_Alıntı Metin:_
+ + + + + + +
Dronelar Çatışmalardaki Sivil Ölümlerini Önleyebilir mi?

6
3
2
1
1
Günümüz teknolojik cihazlarının insan yaşamına yararlı olması hatta ölümlerin önüne geçmesi en büyük önceliklerden biri. Birleşmiş Milletler tarafından kullanılan silahsız drone'ların silahlı çatışmalardaki sivil kayıplarını önleyebileceği düşünülüyor.

Drone'lar bu zamana kadar hep Ortadoğu'da terör şüphelilerinin öldürülmesi, Suudi Arabistan'ın petrol tesislerine saldırı, Venezuela Devlet Başkanı Nicolas Maduro'ya suikast girişimi gibi kötü olumsuz olaylarla anıldı. Ancak saldırı amaçlı kullanılmayan silahsız drone'lar da mevcut. The Conversation'dan Michael Yekple, 2013 yılındaki başlangıcından bu yana, Birleşmiş Milletler'in (BM) silahsız drone kullanımını takip ediyor. Yekple'a göre drone'lar sivil hayatları kurtarmada belli bir potansiyeli sahip. Ancak bu, drone'ların otomatik olarak bu işi başarabileceği anlamına gelmiyor.

BM, dünyanın çeşitli çatışma bölgelerine barış gücü, polis ve başka BM yetkililerini göndererek çatışmaları durdurmaya ya da yatıştırmaya çalışıyor. İç savaşın ya da mezhepsel çatışmaların olduğu ülkelerdeki siviller sık sık bilinçli biçimde öldürülerek ya da çatışmanın ortasında kalarak hayatlarını kaybediyor. 2016 yılında Güney Sudan'ın başkenti Juba'da silahlı gruplar arasındaki çatışmalar nedeniyle BM askerleri üslerinden çıkamamış; bu nedenle çatışmalarda 73 sivil ölmüş, 217 kadın ya da genç kız da cinsel saldırıya uğramıştı.

BM, 2014 yılında Kongo Demokratik Cumhuriyeti'nde, yakın zamanlarda ise Mali ve Orta Afrika Cumhuriyeti'nde drone kullanmaya başladı. Bu drone'lar bilgi toplama ve BM barış gücünü tehdit altındaki kişilere ve mekanlara yönlendirme amacıyla kullanılıyor.

Drone'lar henüz hayat kurtarmadı

Kongo

Bütün bunlar teoride iyi görünse de şimdiye kadar drone'lar sayesinde askeri hareketliliği sağlayan ve hayat kurtaran bir operasyon hiç olmamış. BM'nin tarihi, sivil kayıpları önlemek için kullanılmaya başlanan ancak işe yaramadığı anlaşılan yöntemlerle dolu. Güney Sudan ve Orta Afrika Cumhuriyeti'nde görülen bu başarısızlıklar nedeniyle, drone operasyonlarının da başarılı olup olmayacağı belli değil.
+ + + + + + +
Veri kümesi girdileri
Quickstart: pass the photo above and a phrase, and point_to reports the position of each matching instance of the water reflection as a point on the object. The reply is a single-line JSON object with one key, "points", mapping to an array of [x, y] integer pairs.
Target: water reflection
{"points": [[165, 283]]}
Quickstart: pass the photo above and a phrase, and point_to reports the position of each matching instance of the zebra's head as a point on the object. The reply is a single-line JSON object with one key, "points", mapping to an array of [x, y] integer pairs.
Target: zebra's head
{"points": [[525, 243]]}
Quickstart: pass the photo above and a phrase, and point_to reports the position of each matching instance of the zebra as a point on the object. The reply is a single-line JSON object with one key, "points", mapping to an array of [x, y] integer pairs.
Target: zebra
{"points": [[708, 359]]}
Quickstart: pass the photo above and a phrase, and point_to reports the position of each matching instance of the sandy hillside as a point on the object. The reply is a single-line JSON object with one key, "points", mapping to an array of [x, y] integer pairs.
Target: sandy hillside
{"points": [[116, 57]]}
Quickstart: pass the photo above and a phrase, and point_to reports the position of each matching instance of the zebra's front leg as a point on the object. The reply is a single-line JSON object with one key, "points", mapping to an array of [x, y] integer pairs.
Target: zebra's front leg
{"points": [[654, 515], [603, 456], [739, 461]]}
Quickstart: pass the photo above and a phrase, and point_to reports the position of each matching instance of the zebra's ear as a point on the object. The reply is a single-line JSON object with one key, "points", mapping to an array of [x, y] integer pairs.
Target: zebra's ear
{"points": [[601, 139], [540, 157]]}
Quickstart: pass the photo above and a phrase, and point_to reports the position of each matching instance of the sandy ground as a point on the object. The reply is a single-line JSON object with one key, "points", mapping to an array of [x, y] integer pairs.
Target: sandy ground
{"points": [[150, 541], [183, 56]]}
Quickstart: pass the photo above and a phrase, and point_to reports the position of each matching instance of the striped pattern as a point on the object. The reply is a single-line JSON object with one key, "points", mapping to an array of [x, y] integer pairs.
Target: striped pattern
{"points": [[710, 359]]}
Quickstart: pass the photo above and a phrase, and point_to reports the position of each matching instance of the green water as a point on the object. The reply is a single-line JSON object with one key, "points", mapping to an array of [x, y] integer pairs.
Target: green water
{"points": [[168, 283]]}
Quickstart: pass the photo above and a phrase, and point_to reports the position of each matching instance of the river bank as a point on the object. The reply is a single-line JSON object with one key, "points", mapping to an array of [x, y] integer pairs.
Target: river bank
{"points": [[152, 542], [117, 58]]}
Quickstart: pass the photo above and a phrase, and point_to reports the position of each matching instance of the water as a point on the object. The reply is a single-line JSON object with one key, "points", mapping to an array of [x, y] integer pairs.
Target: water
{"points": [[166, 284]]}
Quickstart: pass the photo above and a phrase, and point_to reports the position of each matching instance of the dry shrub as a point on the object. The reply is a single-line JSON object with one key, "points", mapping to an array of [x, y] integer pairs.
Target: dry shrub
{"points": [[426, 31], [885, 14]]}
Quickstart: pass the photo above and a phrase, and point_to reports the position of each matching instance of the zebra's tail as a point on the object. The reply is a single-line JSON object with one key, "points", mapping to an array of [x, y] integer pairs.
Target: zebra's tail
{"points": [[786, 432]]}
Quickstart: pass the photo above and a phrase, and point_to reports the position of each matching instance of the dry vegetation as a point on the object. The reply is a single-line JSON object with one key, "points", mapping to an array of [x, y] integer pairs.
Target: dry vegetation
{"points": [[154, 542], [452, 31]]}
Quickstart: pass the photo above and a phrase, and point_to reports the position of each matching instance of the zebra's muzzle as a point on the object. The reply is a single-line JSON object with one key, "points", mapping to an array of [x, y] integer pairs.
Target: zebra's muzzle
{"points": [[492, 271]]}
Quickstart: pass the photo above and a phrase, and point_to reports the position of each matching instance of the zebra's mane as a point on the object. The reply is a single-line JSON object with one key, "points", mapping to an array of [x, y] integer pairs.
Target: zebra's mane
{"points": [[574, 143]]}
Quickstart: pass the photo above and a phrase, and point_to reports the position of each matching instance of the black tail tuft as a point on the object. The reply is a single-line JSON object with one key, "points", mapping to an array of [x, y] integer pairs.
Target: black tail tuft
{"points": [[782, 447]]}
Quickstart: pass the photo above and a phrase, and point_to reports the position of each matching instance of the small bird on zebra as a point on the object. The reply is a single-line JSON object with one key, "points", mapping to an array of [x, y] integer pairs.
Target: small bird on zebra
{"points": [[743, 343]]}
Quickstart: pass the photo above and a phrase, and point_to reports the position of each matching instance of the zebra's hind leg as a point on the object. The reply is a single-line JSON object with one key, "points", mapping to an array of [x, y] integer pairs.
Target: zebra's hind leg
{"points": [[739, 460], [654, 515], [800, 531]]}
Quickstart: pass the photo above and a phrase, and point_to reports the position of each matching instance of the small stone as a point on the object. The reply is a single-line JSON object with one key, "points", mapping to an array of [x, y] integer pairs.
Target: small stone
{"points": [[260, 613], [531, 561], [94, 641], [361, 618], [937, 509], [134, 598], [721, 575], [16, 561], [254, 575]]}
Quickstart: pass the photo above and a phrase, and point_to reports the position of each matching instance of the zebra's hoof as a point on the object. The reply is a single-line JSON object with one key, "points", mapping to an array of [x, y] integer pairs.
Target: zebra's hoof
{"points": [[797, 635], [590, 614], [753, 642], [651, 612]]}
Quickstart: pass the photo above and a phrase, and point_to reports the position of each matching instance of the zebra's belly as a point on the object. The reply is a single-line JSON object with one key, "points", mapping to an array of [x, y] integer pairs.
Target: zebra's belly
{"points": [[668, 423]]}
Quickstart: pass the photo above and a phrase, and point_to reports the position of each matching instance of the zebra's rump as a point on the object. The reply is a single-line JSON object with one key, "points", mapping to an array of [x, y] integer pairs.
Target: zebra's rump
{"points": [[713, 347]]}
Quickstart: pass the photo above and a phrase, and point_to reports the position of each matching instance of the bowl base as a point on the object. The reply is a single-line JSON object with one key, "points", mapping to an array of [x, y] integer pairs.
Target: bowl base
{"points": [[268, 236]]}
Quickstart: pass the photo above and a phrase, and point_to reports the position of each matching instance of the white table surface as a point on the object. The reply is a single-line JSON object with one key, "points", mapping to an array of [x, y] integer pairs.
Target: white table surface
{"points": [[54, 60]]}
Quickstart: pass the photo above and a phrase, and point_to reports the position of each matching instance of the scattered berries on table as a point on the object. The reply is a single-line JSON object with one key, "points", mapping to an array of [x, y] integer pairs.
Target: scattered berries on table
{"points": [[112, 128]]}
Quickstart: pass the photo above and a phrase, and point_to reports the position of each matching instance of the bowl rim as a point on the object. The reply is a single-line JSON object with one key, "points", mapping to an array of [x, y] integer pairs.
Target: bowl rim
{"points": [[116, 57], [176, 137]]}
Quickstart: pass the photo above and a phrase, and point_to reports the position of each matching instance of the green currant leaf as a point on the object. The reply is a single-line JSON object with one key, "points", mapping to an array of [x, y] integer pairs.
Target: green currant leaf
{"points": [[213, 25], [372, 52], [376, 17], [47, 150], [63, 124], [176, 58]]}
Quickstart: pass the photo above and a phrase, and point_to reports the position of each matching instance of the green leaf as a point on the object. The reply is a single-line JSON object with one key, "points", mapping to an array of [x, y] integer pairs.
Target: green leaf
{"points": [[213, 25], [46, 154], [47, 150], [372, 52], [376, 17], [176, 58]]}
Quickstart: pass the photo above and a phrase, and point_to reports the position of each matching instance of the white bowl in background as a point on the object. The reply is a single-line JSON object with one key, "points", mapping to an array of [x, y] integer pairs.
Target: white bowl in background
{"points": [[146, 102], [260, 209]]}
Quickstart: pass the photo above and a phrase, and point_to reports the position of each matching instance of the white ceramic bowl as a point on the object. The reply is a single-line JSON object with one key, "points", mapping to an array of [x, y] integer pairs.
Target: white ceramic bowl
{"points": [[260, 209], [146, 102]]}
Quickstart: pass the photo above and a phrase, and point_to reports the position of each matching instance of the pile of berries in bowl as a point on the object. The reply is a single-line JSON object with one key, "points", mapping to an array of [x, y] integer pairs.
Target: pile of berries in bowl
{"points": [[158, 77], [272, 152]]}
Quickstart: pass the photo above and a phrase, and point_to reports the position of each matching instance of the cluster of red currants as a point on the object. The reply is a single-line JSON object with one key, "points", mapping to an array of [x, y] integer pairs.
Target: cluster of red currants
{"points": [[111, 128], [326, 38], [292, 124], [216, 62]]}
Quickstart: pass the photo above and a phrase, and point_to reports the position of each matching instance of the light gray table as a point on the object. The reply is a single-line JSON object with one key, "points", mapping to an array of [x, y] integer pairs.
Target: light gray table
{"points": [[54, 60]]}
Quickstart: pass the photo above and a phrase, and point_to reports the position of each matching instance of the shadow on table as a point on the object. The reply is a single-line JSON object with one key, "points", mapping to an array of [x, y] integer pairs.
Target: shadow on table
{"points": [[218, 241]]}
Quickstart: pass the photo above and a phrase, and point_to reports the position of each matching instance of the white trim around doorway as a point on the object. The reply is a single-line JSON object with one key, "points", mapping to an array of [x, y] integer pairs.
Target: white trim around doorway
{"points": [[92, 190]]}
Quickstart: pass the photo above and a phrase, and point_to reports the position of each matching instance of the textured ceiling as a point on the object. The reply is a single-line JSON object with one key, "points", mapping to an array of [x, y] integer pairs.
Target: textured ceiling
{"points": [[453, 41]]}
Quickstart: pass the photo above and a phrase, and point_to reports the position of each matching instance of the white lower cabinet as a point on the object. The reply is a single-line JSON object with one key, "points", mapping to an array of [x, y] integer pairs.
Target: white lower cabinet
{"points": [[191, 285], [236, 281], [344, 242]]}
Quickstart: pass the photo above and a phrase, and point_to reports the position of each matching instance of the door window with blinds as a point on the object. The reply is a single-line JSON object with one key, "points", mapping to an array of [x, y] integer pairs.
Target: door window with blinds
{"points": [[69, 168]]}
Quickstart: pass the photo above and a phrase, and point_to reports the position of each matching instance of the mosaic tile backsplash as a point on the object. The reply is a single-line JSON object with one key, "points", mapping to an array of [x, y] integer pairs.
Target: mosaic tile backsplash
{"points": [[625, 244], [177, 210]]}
+ + + + + + +
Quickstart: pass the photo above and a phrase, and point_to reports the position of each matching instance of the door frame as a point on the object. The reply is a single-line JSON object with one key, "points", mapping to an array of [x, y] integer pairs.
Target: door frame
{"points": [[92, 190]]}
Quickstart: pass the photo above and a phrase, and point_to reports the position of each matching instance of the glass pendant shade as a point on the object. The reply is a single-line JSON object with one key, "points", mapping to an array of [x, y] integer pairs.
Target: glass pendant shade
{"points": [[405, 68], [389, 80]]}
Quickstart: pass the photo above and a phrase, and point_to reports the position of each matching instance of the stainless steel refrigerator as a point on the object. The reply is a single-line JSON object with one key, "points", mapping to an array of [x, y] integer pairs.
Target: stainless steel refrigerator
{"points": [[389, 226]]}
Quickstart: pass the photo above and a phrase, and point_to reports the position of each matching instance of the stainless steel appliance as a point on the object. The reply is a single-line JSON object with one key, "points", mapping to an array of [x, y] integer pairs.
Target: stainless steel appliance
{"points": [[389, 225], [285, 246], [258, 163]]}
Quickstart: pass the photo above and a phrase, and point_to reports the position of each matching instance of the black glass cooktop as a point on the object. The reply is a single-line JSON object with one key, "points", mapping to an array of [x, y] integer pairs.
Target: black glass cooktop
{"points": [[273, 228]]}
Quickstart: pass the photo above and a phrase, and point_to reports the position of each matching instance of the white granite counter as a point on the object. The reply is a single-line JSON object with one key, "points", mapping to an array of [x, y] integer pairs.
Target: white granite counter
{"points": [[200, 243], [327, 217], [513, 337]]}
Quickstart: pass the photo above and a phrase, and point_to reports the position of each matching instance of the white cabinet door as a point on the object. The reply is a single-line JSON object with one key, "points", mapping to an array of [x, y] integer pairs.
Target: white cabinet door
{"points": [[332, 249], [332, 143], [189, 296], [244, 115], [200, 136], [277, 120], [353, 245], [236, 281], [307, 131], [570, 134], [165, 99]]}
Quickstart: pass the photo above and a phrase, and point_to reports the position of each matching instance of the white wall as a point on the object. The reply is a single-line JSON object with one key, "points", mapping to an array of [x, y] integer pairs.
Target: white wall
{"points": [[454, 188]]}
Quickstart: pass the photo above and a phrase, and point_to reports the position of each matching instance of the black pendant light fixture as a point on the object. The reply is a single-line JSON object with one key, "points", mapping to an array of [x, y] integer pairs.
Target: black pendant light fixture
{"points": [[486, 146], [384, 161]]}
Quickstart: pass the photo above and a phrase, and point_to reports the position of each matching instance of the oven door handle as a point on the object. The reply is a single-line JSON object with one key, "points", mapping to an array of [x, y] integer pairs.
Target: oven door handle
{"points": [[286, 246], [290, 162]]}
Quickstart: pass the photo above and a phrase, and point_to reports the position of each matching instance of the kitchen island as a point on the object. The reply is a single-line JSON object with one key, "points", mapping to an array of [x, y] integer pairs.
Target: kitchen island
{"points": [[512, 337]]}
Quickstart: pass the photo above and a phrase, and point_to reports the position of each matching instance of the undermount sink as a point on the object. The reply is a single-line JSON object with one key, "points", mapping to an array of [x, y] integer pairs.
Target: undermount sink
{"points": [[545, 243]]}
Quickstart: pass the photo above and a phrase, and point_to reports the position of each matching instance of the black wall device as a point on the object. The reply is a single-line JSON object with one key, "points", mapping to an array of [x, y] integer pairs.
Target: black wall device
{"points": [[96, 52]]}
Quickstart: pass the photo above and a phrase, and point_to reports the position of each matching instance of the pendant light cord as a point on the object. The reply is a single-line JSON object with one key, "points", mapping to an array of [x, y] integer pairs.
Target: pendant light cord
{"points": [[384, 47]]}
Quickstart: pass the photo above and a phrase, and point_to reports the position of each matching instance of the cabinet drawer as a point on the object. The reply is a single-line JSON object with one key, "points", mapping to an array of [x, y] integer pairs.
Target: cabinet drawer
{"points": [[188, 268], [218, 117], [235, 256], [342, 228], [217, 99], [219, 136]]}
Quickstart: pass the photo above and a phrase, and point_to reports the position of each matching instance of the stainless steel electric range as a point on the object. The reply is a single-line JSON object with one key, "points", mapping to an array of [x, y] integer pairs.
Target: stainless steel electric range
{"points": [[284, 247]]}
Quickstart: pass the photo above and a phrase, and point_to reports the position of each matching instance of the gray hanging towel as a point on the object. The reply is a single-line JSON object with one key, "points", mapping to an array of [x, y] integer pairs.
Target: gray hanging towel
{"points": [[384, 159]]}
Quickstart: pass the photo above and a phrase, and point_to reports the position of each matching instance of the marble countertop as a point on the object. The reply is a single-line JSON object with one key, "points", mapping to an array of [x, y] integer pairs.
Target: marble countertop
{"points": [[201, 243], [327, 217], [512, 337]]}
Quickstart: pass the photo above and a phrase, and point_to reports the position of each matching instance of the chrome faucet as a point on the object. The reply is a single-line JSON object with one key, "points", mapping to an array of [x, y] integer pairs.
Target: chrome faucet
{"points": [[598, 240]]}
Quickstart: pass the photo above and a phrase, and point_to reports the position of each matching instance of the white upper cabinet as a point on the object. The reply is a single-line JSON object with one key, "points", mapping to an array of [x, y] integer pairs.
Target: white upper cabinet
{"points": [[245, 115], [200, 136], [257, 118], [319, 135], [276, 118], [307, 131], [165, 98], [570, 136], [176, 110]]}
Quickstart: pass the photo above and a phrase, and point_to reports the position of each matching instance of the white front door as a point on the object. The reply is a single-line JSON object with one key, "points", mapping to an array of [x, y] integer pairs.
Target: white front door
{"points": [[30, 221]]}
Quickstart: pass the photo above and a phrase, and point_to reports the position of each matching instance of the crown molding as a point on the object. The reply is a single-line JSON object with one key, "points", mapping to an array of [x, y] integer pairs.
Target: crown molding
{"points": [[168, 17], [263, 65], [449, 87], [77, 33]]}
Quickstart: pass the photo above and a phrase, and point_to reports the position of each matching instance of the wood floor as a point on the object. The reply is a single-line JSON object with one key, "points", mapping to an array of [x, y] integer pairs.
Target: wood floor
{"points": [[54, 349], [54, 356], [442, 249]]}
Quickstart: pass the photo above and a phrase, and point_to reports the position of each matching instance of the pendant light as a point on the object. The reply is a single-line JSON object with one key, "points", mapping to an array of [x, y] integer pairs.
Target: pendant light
+ + + + + + +
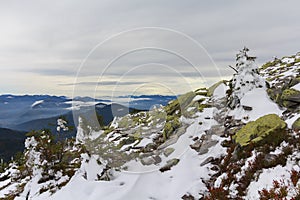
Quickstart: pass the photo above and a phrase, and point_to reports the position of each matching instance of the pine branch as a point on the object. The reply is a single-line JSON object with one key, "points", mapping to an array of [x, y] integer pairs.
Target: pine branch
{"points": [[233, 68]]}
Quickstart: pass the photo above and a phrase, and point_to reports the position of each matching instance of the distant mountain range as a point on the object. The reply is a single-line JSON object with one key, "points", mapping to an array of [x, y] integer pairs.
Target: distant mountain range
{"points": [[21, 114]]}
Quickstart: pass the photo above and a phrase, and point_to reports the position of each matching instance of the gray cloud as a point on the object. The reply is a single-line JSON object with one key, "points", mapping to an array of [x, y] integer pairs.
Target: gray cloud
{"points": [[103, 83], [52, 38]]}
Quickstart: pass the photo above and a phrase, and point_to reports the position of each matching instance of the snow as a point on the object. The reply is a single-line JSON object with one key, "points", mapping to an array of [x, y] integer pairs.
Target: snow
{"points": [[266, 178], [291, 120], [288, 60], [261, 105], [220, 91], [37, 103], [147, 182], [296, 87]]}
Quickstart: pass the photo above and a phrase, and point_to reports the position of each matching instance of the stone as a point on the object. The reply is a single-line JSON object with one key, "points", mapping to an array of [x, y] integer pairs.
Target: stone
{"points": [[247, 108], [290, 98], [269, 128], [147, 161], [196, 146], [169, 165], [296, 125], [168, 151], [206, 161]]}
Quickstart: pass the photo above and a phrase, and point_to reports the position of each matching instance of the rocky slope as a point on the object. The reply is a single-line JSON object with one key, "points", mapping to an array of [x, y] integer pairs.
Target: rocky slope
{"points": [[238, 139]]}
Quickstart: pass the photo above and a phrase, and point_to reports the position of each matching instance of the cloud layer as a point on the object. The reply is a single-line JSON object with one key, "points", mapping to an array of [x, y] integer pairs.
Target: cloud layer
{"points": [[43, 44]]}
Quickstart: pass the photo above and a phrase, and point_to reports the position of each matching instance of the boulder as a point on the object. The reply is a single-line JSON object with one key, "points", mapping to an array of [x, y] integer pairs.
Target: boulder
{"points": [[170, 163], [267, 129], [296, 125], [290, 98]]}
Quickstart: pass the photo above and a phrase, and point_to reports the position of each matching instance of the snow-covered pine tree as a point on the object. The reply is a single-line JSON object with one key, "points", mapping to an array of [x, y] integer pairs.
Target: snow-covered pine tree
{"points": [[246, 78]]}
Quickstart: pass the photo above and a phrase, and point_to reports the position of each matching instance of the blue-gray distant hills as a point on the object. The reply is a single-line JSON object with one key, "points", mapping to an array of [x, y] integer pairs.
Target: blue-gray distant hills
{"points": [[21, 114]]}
+ + + + + + +
_Alıştırma Yönergesi:_
Drone'lar ve sivil kayıplar üzerine olan metinde "Dronelar Çatışmalardaki Sivil" sözcüklerini içeren yerle açılıp "başarabileceği anlamına gelmiyor." sözcükleriyle kapanan bölümü kelimesi kelimesine aktarın. Yukarıdaki listeye bu çalışmada gerek yoktur.

_Sorunun Çözümü:_
Dronelar Çatışmalardaki Sivil Ölümlerini Önleyebilir mi?

6
3
2
1
1
Günümüz teknolojik cihazlarının insan yaşamına yararlı olması hatta ölümlerin önüne geçmesi en büyük önceliklerden biri. Birleşmiş Milletler tarafından kullanılan silahsız drone'ların silahlı çatışmalardaki sivil kayıplarını önleyebileceği düşünülüyor.

Drone'lar bu zamana kadar hep Ortadoğu'da terör şüphelilerinin öldürülmesi, Suudi Arabistan'ın petrol tesislerine saldırı, Venezuela Devlet Başkanı Nicolas Maduro'ya suikast girişimi gibi kötü olumsuz olaylarla anıldı. Ancak saldırı amaçlı kullanılmayan silahsız drone'lar da mevcut. The Conversation'dan Michael Yekple, 2013 yılındaki başlangıcından bu yana, Birleşmiş Milletler'in (BM) silahsız drone kullanımını takip ediyor. Yekple'a göre drone'lar sivil hayatları kurtarmada belli bir potansiyeli sahip. Ancak bu, drone'ların otomatik olarak bu işi başarabileceği anlamına gelmiyor.